[[ Exercise material open ]]

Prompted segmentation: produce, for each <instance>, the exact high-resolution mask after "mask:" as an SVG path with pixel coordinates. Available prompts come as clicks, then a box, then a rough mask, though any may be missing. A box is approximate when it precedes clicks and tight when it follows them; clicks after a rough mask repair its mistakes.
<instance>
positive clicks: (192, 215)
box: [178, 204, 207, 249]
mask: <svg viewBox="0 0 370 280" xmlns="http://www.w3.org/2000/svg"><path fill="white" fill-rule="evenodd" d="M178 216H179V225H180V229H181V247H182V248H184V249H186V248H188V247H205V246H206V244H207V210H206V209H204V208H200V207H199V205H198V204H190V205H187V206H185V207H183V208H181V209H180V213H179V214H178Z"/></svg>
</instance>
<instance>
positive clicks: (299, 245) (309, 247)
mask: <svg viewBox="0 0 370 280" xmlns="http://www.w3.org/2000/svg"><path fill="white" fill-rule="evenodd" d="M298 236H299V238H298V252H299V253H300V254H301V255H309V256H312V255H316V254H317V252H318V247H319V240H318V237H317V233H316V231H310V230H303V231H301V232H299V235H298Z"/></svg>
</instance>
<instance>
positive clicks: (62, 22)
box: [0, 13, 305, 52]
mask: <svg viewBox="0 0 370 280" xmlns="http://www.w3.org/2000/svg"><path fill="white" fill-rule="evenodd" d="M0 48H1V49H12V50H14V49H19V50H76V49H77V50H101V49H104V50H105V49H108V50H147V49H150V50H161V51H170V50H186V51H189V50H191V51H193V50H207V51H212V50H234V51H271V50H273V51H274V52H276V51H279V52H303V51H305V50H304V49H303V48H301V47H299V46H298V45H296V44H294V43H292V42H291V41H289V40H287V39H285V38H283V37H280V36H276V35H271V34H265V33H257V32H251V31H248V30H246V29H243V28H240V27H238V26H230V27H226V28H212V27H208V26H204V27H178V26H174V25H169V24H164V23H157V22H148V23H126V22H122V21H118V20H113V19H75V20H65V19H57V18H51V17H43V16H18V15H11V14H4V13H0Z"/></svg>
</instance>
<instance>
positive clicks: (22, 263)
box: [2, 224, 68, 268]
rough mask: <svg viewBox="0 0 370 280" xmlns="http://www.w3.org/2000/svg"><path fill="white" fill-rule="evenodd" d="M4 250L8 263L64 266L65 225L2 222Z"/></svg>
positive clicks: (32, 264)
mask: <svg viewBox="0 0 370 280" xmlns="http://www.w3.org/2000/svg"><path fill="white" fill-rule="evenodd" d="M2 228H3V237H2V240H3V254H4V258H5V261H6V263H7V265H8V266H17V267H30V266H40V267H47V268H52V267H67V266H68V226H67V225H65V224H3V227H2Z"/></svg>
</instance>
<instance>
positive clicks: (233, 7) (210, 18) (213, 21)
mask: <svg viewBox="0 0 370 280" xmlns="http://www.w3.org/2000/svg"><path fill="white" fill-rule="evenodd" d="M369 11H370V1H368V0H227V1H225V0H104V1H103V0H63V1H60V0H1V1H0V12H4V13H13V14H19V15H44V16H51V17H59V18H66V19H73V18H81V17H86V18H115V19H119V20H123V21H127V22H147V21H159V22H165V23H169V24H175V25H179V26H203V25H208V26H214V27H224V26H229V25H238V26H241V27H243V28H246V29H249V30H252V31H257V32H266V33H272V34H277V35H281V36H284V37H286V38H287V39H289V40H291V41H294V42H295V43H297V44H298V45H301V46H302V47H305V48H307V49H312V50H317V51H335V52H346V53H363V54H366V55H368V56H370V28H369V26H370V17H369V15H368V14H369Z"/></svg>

[[ Exercise material closed ]]

-- Work instructions --
Reproduce every row above character for character, with nothing changed.

-- Task response --
Prompted segmentation: produce, for each <instance>, the exact high-resolution mask after "mask:" as an SVG path with pixel coordinates. Available prompts come as clicks, then a box, then a rough mask, though any may be missing. A box is approximate when it precedes clicks and tight when it follows them; clicks after a rough mask repair its mistakes.
<instance>
positive clicks: (192, 215)
box: [178, 204, 207, 249]
mask: <svg viewBox="0 0 370 280" xmlns="http://www.w3.org/2000/svg"><path fill="white" fill-rule="evenodd" d="M178 216H179V225H180V229H181V247H182V248H184V249H186V248H188V247H205V246H206V244H207V210H206V209H204V208H200V207H199V205H198V204H190V205H187V206H185V207H183V208H181V209H180V213H179V214H178Z"/></svg>
</instance>
<instance>
positive clicks: (299, 245) (309, 247)
mask: <svg viewBox="0 0 370 280" xmlns="http://www.w3.org/2000/svg"><path fill="white" fill-rule="evenodd" d="M298 236H299V238H298V252H299V253H300V254H301V255H309V256H312V255H316V254H317V252H318V247H319V240H318V237H317V233H316V231H310V230H303V231H301V232H299V235H298Z"/></svg>
</instance>
<instance>
positive clicks: (62, 22)
box: [0, 13, 305, 52]
mask: <svg viewBox="0 0 370 280" xmlns="http://www.w3.org/2000/svg"><path fill="white" fill-rule="evenodd" d="M0 48H1V49H12V50H14V49H19V50H76V49H77V50H101V49H104V50H105V49H108V50H147V49H150V50H161V51H170V50H186V51H189V50H191V51H193V50H207V51H212V50H234V51H271V50H273V51H274V52H276V51H279V52H303V51H305V50H304V49H303V48H301V47H299V46H298V45H296V44H294V43H292V42H291V41H289V40H287V39H285V38H283V37H280V36H276V35H271V34H265V33H257V32H251V31H248V30H246V29H243V28H240V27H238V26H230V27H226V28H212V27H208V26H204V27H178V26H174V25H169V24H164V23H157V22H148V23H126V22H122V21H118V20H113V19H75V20H65V19H57V18H51V17H43V16H18V15H11V14H4V13H0Z"/></svg>
</instance>
<instance>
positive clicks: (22, 263)
box: [2, 224, 68, 268]
rough mask: <svg viewBox="0 0 370 280" xmlns="http://www.w3.org/2000/svg"><path fill="white" fill-rule="evenodd" d="M4 250L8 263L64 266L65 225L2 222Z"/></svg>
positive clicks: (32, 264)
mask: <svg viewBox="0 0 370 280" xmlns="http://www.w3.org/2000/svg"><path fill="white" fill-rule="evenodd" d="M2 228H3V237H2V240H3V254H4V258H5V261H6V263H7V265H8V266H17V267H30V266H40V267H47V268H52V267H67V266H68V226H67V225H65V224H3V227H2Z"/></svg>
</instance>
<instance>
positive clicks: (233, 7) (210, 18) (213, 21)
mask: <svg viewBox="0 0 370 280" xmlns="http://www.w3.org/2000/svg"><path fill="white" fill-rule="evenodd" d="M369 11H370V1H368V0H227V1H225V0H104V1H103V0H63V1H60V0H1V1H0V12H4V13H13V14H19V15H44V16H51V17H59V18H66V19H73V18H81V17H86V18H115V19H119V20H123V21H127V22H147V21H159V22H165V23H169V24H175V25H179V26H203V25H208V26H214V27H224V26H229V25H238V26H241V27H243V28H246V29H249V30H252V31H257V32H266V33H272V34H277V35H281V36H284V37H286V38H287V39H289V40H291V41H294V42H295V43H297V44H298V45H301V46H302V47H305V48H307V49H312V50H317V51H335V52H346V53H363V54H366V55H368V56H370V28H369V26H370V17H369V15H368V14H369Z"/></svg>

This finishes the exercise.